● **SET TASK**: Transcribe the listing that follows in full, omitting pictures.

● **SUPPLIED ENTRIES**:
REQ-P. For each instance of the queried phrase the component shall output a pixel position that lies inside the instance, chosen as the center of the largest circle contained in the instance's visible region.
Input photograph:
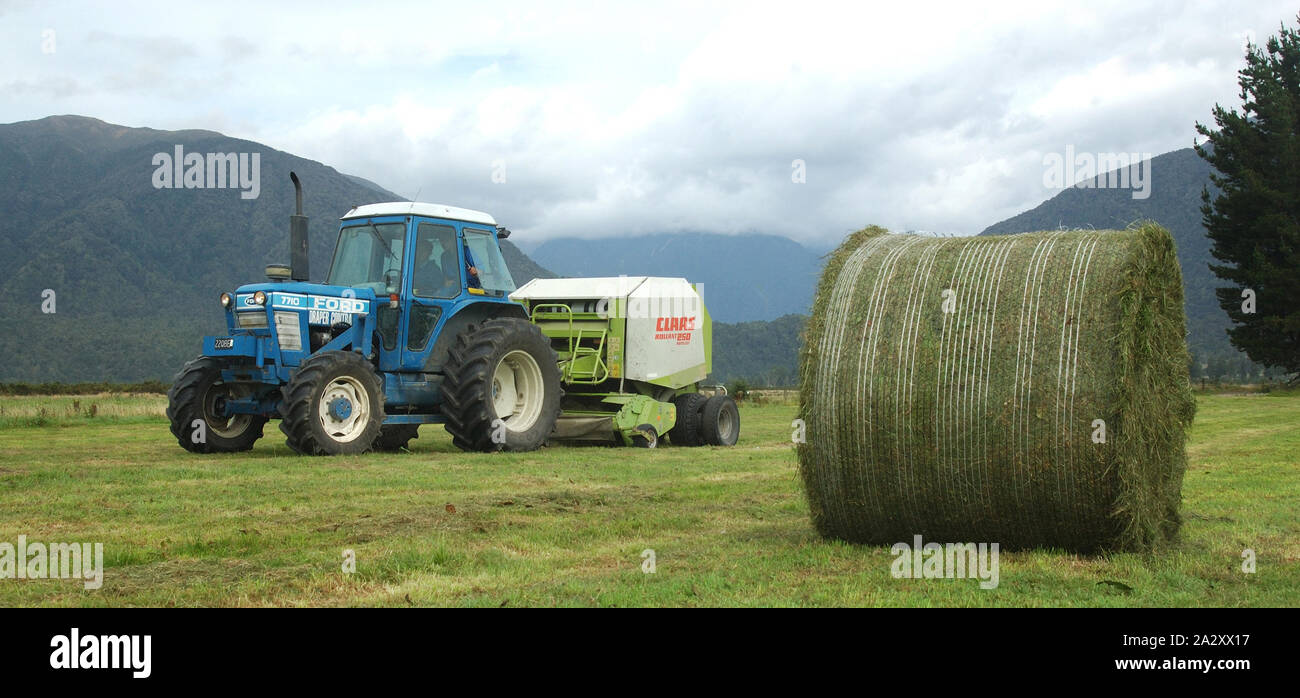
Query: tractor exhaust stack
(298, 259)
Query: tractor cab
(425, 263)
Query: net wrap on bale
(1027, 390)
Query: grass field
(567, 527)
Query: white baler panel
(664, 333)
(588, 289)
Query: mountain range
(135, 269)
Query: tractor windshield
(369, 256)
(485, 255)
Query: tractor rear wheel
(501, 387)
(333, 404)
(394, 437)
(720, 421)
(194, 410)
(687, 430)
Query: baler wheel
(501, 387)
(720, 421)
(687, 430)
(645, 437)
(194, 395)
(333, 404)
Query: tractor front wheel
(194, 410)
(333, 404)
(501, 387)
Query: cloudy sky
(602, 118)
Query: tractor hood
(328, 304)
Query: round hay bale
(952, 387)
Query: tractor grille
(289, 332)
(255, 319)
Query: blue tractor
(412, 325)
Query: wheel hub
(341, 408)
(518, 390)
(345, 408)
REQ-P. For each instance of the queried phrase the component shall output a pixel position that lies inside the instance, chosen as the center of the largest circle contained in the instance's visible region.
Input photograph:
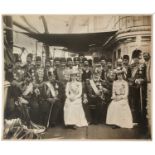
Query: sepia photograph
(77, 77)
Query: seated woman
(73, 111)
(119, 113)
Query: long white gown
(119, 112)
(73, 109)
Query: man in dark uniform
(51, 99)
(147, 63)
(87, 73)
(137, 97)
(29, 66)
(46, 69)
(104, 68)
(37, 80)
(126, 67)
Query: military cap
(56, 59)
(103, 58)
(76, 59)
(30, 55)
(84, 59)
(126, 57)
(69, 59)
(96, 59)
(63, 59)
(136, 53)
(38, 58)
(17, 58)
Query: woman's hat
(119, 70)
(136, 53)
(74, 71)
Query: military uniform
(137, 94)
(52, 93)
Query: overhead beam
(22, 27)
(26, 21)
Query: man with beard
(104, 68)
(126, 66)
(50, 100)
(137, 97)
(29, 66)
(147, 64)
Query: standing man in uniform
(136, 89)
(147, 64)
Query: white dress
(119, 112)
(73, 109)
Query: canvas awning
(79, 42)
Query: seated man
(51, 100)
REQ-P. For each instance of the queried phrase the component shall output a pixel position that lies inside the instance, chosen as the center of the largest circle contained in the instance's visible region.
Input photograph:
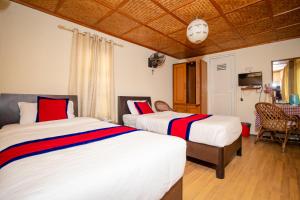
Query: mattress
(137, 165)
(216, 130)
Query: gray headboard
(9, 109)
(123, 108)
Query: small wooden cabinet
(190, 87)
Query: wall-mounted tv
(250, 79)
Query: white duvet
(137, 165)
(216, 130)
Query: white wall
(35, 58)
(257, 58)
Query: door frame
(210, 80)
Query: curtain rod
(72, 30)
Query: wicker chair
(161, 106)
(274, 120)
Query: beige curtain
(285, 84)
(92, 77)
(297, 76)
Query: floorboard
(263, 172)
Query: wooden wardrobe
(190, 87)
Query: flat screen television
(250, 79)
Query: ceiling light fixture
(197, 31)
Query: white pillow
(28, 112)
(132, 107)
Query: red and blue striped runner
(41, 146)
(180, 127)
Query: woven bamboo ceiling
(161, 24)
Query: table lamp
(294, 99)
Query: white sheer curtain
(92, 76)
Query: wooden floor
(263, 172)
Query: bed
(212, 149)
(136, 165)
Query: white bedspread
(216, 130)
(138, 165)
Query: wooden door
(179, 83)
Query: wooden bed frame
(10, 114)
(218, 156)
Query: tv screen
(250, 79)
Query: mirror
(286, 79)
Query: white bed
(137, 165)
(216, 130)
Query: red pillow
(51, 109)
(143, 107)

● **RESULT**:
REQ-P. For each instance of the queried phrase the component shall output a pixel position that lies inside the instance, chosen as the center of the largest circle contained in the instance's visible region.
Input photograph:
Query: tractor exhaust stack
(298, 259)
Query: tractor cab
(425, 263)
Query: net wrap on bale
(1027, 390)
Query: grass field
(567, 527)
Query: white baler panel
(664, 333)
(588, 289)
Query: mountain range
(135, 269)
Query: tractor windshield
(369, 256)
(485, 255)
Query: tractor rear wheel
(501, 387)
(333, 404)
(394, 437)
(720, 421)
(194, 410)
(687, 430)
Query: baler wheel
(501, 387)
(720, 421)
(687, 430)
(645, 437)
(194, 395)
(333, 404)
Query: tractor front wheel
(194, 410)
(333, 404)
(501, 387)
Query: cloudy sky
(602, 118)
Query: tractor hood
(328, 304)
Query: round hay bale
(952, 387)
Query: tractor grille
(289, 332)
(255, 319)
Query: blue tractor
(412, 325)
Query: wheel hub
(341, 408)
(518, 390)
(345, 408)
REQ-P. For each instance of the queried phrase the component shall output a pixel position that lies inside the instance, chosen as the center of the largest circle contained in the instance's visible region.
Input photograph:
Query: sepia photograph
(77, 77)
Query: seated woman
(73, 111)
(119, 113)
Query: long white gown
(119, 112)
(73, 109)
Query: man in dark uniform
(51, 99)
(147, 63)
(87, 73)
(137, 97)
(29, 66)
(46, 69)
(104, 68)
(37, 80)
(126, 67)
Query: military cap
(56, 59)
(103, 58)
(76, 59)
(30, 55)
(84, 59)
(126, 57)
(69, 59)
(96, 59)
(63, 59)
(136, 53)
(38, 58)
(17, 58)
Query: woman's hat
(119, 70)
(136, 53)
(74, 71)
Query: military uniform
(137, 94)
(52, 93)
Query: overhead beam
(22, 27)
(26, 21)
Query: man with beard
(104, 68)
(126, 66)
(50, 100)
(137, 97)
(29, 66)
(147, 64)
Query: standing man in uniform
(136, 89)
(147, 64)
Query: white dress
(119, 112)
(73, 109)
Query: canvas awning
(79, 42)
Query: seated man
(51, 100)
REQ-P. For each instance of the queried phrase the component shall output a pixel position that lies inside the instance, chosen as the center of the largest circle contained in the instance's visible region.
Input photograph:
Query: mattress
(137, 165)
(216, 130)
Query: gray headboard
(9, 109)
(123, 108)
Query: small wooden cabinet
(190, 87)
Query: wall-mounted tv
(250, 79)
Query: white duvet
(137, 165)
(216, 130)
Query: white wall
(35, 58)
(257, 58)
Query: door frame
(210, 80)
Query: curtain rod
(72, 30)
Query: wicker chair
(161, 106)
(274, 120)
Query: beige curtain
(285, 84)
(92, 77)
(297, 76)
Query: floorboard
(263, 172)
Query: wooden wardrobe
(190, 87)
Query: flat screen television
(250, 79)
Query: ceiling light fixture
(197, 31)
Query: white pillow
(28, 112)
(132, 107)
Query: red and blue striped runner
(41, 146)
(180, 127)
Query: woven bamboo ceiling
(161, 24)
Query: table lamp
(294, 99)
Query: white sheer curtain
(92, 76)
Query: wooden floor
(263, 172)
Query: bed
(212, 149)
(136, 165)
Query: white bedspread
(216, 130)
(138, 165)
Query: wooden door
(179, 83)
Query: wooden bed frame
(10, 114)
(218, 156)
Query: tv screen
(250, 79)
Query: mirror
(286, 79)
Query: white bed
(137, 165)
(216, 130)
Query: red pillow
(51, 109)
(143, 107)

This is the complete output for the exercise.